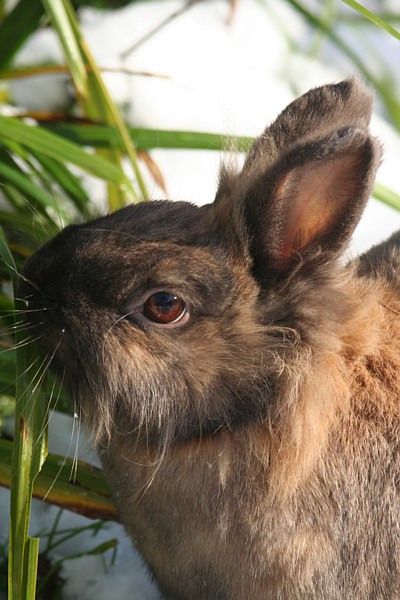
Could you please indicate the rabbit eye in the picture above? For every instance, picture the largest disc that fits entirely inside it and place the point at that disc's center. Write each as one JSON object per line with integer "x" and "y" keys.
{"x": 164, "y": 308}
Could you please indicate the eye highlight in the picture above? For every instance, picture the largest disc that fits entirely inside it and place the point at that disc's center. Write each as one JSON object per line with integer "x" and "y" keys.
{"x": 164, "y": 308}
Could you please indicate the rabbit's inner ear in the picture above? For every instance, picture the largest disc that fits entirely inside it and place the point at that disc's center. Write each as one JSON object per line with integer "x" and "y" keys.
{"x": 317, "y": 196}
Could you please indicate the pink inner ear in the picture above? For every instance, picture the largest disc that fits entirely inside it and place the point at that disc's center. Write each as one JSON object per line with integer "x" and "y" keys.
{"x": 317, "y": 195}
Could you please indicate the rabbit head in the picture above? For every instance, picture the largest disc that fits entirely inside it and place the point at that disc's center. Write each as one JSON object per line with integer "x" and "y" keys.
{"x": 172, "y": 322}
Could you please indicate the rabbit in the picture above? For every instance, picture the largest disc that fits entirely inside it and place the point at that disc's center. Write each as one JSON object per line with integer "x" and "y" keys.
{"x": 240, "y": 380}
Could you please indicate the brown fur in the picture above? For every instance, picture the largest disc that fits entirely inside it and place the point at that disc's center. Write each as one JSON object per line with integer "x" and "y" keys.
{"x": 252, "y": 447}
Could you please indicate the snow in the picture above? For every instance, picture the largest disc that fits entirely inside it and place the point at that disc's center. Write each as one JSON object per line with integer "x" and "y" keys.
{"x": 213, "y": 76}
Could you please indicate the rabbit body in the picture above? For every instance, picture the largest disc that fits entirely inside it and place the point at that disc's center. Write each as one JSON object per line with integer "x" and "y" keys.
{"x": 241, "y": 382}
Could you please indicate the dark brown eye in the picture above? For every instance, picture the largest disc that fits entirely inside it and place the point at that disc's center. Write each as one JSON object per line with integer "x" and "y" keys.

● ● ● ● ● ● ●

§ **Work item**
After locating the line with "Could you please indicate the snow" in the records above, please set down that line and all later ones exactly, and no other line.

§ **Exercise result**
Could you please indicate the snow in the picture above? For every instance, picture the largest disc that fits entirely inside it and place the point at that disc's center. Write each as one JSON object per line with integer "x" and "y" keys.
{"x": 213, "y": 76}
Could you please indicate the rabbit body in the picture above? For every instance, picture the largest disc that fits entirely inside it and place the point at that disc's center. Write each as one JSON object per line with integer "x" and "y" keys.
{"x": 241, "y": 382}
Could you please indicate the dark brown eye in the picture above? For every instance, picture the largest disc that fits entirely inside it and place the point at that disc's center. Write each as one JSON object per line with integer "x" and "y" keys.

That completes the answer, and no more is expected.